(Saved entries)
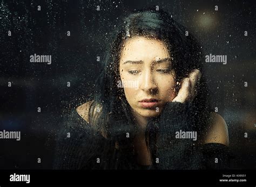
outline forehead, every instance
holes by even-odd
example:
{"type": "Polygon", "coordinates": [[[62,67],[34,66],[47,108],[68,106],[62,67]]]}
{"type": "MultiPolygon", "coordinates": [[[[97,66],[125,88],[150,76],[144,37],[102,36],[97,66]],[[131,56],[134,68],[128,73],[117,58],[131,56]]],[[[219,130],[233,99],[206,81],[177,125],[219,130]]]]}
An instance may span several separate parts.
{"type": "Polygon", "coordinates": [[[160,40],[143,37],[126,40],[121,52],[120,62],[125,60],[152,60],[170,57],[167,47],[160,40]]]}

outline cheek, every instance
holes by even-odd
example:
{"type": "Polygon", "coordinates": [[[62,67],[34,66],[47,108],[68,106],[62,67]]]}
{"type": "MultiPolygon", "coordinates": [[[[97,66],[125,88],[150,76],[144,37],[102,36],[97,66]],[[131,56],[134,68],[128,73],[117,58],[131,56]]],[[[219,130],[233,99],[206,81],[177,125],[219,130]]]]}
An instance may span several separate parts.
* * *
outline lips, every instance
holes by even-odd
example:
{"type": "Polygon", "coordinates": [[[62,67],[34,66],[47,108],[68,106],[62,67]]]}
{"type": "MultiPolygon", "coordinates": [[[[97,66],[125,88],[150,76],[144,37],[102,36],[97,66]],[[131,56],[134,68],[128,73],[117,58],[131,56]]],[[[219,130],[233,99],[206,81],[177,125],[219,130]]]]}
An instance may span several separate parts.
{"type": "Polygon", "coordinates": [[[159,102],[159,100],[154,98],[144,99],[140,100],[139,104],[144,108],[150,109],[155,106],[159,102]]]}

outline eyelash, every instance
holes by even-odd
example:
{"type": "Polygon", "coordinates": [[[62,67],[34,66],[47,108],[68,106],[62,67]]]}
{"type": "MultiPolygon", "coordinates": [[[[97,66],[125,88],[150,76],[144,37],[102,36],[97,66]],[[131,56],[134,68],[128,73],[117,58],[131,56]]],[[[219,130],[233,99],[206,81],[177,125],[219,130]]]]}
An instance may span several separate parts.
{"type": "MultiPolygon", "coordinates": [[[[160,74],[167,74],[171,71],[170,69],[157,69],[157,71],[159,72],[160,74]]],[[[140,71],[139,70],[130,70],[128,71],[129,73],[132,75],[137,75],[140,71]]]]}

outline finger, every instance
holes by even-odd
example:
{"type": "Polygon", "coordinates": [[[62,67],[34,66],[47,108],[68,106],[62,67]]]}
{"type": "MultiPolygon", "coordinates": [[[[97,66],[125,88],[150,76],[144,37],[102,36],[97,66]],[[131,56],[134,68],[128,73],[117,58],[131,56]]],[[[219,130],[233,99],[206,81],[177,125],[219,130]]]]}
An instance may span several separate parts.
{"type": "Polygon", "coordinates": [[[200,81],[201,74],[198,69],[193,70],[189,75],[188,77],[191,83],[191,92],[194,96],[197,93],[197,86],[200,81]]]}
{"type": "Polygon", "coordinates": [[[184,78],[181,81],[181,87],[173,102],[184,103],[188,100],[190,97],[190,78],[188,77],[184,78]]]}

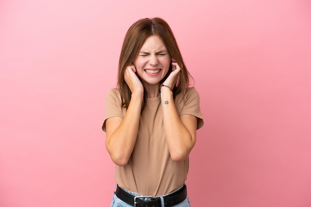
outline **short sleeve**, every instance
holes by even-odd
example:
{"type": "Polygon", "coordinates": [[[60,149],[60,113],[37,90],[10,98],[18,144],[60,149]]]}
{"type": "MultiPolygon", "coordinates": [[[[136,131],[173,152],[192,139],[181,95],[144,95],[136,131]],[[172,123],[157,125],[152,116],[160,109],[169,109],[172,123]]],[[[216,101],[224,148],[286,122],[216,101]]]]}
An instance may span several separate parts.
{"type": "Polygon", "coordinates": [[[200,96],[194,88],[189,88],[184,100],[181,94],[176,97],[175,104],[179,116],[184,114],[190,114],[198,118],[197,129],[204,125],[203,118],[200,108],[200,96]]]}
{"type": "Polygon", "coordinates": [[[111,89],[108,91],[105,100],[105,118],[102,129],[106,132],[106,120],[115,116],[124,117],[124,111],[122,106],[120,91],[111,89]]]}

▶ Aim of the exercise:
Identify each line above that contains the word "every", and copy those lines in full. Treat the match as case-sensitive.

▶ The output:
outline forehead, every instance
outline cheek, every instance
outline lips, every instance
outline eyelash, every instance
outline finger, every instance
outline **short sleeve**, every instance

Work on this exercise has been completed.